**ACTIVITY:** A complete answer lists every line of the entries below where the string "moth" appears.

**SOURCE DATA:**
————————

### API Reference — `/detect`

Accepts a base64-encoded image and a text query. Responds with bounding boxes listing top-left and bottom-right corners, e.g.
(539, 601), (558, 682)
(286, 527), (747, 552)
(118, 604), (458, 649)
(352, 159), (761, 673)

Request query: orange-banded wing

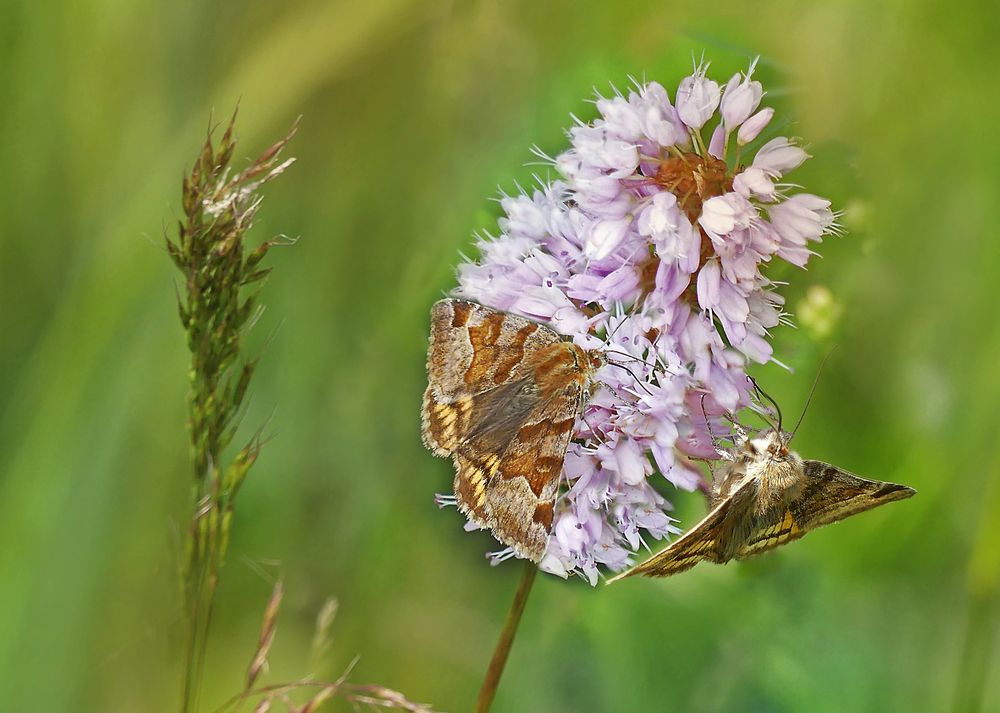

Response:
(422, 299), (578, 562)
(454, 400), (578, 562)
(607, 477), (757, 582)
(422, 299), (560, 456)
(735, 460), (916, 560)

————————

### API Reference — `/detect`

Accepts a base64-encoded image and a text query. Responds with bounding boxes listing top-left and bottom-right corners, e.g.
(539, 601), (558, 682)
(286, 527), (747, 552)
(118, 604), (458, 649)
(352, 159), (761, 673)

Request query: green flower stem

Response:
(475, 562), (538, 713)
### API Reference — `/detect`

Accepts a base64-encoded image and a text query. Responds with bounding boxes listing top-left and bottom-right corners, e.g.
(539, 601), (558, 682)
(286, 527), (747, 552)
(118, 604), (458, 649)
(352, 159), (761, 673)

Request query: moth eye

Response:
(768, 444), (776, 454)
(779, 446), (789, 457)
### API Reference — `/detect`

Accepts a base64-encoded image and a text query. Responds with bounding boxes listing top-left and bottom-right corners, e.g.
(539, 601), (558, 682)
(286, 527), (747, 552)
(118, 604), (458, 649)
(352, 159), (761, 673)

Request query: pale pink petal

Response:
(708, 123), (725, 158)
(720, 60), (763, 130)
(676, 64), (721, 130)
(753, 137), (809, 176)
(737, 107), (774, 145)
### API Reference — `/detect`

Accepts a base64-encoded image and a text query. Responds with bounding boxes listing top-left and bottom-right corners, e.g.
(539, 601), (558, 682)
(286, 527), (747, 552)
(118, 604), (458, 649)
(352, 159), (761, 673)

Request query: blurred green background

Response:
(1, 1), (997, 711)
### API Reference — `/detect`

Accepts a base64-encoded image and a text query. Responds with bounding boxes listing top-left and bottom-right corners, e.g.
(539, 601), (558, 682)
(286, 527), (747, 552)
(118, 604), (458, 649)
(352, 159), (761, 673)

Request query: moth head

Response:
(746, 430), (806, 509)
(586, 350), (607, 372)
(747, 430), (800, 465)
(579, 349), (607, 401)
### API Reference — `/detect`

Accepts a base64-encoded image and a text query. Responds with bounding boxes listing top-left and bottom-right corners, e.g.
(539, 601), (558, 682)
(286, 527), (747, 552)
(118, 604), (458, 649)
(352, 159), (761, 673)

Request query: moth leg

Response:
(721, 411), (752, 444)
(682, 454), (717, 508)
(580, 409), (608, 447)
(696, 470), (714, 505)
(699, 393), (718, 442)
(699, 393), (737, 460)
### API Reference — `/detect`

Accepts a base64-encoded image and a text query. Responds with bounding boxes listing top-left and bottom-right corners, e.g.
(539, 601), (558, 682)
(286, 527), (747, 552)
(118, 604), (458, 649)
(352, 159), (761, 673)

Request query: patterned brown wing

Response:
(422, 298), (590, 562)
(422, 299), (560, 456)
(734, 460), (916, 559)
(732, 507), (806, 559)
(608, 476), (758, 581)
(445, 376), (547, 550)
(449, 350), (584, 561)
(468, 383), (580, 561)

————————

**YOUR SOLUTION:**
Request query: moth eye
Request query: moth head
Request query: moth leg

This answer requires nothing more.